### Task requirements
Identify and copy every line in the data below that contains the word suit. Treat "suit" as the search string.

### Data to use
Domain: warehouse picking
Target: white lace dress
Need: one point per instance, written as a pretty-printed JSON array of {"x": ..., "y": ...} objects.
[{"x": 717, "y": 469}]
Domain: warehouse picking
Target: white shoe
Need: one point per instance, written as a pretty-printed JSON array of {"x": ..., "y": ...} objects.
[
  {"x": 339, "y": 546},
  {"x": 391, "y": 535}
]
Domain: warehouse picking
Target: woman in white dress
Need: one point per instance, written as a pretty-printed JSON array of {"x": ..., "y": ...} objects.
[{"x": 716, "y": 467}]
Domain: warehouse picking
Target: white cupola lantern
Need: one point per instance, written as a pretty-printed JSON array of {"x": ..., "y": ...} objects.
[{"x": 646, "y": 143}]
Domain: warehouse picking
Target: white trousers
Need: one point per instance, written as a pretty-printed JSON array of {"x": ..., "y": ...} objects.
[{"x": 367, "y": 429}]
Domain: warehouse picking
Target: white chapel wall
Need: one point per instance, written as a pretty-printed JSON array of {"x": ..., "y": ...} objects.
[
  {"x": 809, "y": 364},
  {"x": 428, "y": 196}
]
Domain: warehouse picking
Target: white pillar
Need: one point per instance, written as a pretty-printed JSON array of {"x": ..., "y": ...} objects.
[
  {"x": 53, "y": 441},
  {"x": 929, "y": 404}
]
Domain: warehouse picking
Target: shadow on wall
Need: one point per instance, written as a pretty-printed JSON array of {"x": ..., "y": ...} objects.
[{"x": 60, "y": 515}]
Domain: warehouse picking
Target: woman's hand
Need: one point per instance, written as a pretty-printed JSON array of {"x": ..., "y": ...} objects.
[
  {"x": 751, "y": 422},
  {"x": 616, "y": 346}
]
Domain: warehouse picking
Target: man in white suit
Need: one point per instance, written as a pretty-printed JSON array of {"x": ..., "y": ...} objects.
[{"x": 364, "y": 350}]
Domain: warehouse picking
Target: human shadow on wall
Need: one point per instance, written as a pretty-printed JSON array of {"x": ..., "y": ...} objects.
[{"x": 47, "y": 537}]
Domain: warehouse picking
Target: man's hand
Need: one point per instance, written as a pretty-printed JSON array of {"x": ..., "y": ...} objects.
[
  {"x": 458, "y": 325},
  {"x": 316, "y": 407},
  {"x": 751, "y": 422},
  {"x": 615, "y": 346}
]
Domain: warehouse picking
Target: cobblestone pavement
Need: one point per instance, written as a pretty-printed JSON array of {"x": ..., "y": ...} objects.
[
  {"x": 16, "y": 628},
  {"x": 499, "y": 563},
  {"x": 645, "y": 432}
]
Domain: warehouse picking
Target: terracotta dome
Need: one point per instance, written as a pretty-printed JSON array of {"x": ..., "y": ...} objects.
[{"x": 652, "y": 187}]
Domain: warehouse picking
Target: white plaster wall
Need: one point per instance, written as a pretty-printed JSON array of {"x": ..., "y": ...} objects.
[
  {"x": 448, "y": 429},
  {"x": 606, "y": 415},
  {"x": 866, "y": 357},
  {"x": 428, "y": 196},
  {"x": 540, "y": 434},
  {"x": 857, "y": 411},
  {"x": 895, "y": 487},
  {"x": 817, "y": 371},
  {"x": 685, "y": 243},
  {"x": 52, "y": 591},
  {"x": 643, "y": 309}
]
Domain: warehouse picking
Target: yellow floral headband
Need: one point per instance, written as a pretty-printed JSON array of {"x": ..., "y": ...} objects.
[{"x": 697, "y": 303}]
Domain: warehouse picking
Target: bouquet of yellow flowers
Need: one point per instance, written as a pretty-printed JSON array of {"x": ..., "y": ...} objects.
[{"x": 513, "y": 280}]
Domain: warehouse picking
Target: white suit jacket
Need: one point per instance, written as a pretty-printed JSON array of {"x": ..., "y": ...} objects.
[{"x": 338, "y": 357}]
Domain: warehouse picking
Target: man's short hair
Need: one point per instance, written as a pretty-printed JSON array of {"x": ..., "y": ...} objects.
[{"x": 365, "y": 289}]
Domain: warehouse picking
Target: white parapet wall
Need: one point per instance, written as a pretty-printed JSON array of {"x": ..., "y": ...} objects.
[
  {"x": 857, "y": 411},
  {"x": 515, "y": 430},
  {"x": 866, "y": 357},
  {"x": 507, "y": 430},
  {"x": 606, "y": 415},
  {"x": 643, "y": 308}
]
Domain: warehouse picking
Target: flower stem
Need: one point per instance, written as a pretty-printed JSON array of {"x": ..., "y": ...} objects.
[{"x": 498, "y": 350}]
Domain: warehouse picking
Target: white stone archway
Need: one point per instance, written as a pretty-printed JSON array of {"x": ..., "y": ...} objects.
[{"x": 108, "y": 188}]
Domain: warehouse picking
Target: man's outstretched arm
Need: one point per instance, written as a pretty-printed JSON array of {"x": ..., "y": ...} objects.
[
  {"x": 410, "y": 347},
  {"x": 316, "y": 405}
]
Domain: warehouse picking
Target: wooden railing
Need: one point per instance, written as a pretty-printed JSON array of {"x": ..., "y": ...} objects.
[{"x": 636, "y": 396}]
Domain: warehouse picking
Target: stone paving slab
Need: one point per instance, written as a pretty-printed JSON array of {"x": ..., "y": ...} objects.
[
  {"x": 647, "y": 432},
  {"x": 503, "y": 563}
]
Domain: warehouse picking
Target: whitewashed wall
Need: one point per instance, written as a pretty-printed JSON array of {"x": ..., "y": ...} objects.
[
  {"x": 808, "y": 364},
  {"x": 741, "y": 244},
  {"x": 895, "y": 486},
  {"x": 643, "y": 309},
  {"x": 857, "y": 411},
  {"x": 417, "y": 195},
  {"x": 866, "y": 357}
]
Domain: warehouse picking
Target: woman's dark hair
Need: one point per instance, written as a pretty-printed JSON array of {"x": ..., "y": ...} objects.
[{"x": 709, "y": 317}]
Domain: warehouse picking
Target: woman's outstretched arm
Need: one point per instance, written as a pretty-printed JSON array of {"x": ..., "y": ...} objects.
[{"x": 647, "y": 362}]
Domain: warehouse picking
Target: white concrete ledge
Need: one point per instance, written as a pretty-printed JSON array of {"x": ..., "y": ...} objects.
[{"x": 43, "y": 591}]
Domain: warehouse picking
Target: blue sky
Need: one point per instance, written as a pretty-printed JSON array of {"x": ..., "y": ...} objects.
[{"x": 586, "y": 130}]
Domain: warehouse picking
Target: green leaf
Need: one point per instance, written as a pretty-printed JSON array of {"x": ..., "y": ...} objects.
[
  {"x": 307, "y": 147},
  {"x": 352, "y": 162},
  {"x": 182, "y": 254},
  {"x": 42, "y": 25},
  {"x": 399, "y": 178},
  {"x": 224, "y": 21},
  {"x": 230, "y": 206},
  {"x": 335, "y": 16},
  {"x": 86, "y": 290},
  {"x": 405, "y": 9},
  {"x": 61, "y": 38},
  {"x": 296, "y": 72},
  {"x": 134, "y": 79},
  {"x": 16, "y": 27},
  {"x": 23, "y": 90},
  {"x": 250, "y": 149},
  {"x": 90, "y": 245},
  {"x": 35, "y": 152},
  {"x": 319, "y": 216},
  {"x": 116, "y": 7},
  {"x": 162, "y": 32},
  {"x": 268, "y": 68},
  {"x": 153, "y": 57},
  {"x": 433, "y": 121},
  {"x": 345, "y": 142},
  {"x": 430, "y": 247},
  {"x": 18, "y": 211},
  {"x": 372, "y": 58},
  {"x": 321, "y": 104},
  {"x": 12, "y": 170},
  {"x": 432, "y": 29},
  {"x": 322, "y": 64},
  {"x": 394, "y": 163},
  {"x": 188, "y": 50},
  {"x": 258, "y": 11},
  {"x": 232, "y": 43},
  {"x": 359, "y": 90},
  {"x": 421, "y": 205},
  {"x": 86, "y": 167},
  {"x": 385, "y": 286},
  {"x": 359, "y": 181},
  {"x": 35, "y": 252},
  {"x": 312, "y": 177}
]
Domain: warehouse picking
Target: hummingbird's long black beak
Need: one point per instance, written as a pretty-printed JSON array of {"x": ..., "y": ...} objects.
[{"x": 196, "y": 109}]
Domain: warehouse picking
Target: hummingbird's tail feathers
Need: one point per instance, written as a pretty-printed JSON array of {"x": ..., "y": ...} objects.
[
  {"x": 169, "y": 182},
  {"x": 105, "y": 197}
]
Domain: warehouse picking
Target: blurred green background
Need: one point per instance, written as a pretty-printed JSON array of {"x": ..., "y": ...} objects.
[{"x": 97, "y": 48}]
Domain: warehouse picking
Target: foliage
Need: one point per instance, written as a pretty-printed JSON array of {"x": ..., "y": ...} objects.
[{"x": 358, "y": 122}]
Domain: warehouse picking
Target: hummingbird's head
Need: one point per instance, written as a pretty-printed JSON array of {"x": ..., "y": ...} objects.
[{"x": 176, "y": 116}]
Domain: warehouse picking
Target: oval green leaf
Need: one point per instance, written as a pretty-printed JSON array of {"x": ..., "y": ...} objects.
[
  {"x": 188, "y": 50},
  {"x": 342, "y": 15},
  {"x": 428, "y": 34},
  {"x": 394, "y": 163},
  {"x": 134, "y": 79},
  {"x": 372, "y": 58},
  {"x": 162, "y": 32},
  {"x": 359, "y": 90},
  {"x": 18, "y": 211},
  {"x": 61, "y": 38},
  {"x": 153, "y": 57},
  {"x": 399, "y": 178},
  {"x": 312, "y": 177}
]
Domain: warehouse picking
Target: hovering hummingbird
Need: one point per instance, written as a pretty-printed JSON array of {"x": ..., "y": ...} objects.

### Result for this task
Target: man in white suit
Target: white suit jacket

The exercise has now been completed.